DO THIS
Rewrite the entries below with every "man's" switched to "person's" and nothing else changed. Leave out the pictures.

RECORDS FOR THE EXERCISE

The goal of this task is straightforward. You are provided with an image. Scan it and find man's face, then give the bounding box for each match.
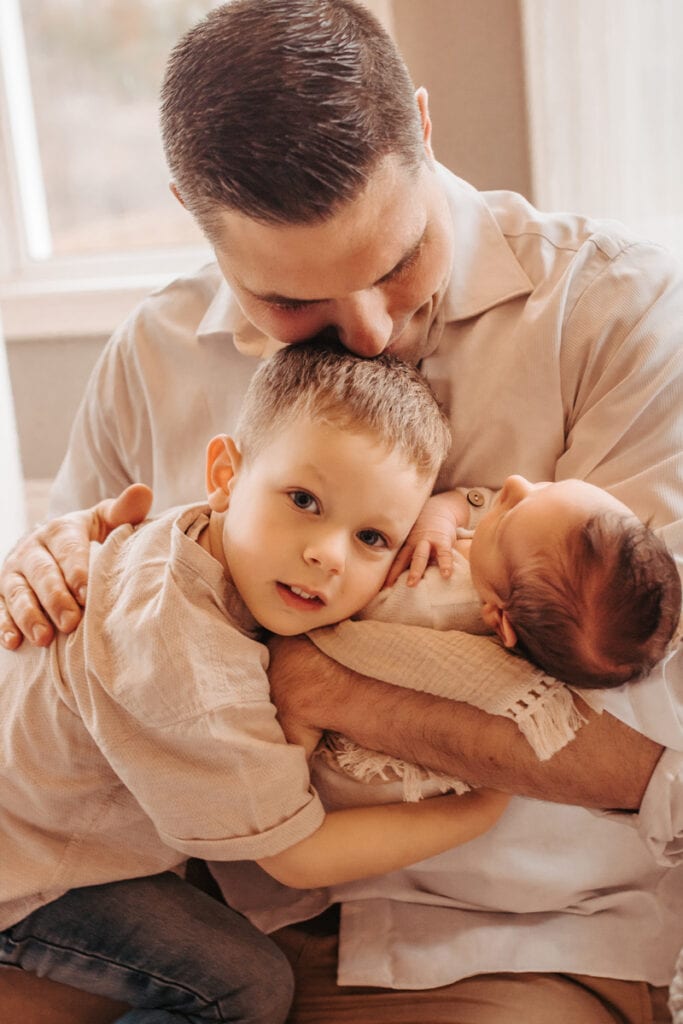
[208,149,453,362]
[212,415,431,636]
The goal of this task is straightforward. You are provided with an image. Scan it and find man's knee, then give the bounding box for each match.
[217,944,294,1024]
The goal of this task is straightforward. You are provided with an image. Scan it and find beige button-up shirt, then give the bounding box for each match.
[53,168,683,988]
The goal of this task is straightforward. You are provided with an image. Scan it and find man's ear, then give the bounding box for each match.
[481,601,517,647]
[415,85,434,160]
[168,181,185,206]
[206,434,242,512]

FINISHED EXERCISE
The goal of this task is straightforward. You are provided with an image. Scan it and find person's face, then give the bounding box for each match.
[208,149,453,362]
[212,415,431,636]
The goal of this task is straightforward. You are provided with an image. Scan it and find person's knee, then give the bounding box for each match.
[217,944,294,1024]
The goal of this task is straightforward. You are provided with an image. Scan it and find beige button-up shirt, then give the bounding box for each match.
[53,168,683,988]
The goal of this task is straightforward. You are provided with an image. Scan it and find person's ear, then give the bounding box for each match.
[481,601,517,647]
[415,85,434,160]
[168,181,185,206]
[206,434,242,512]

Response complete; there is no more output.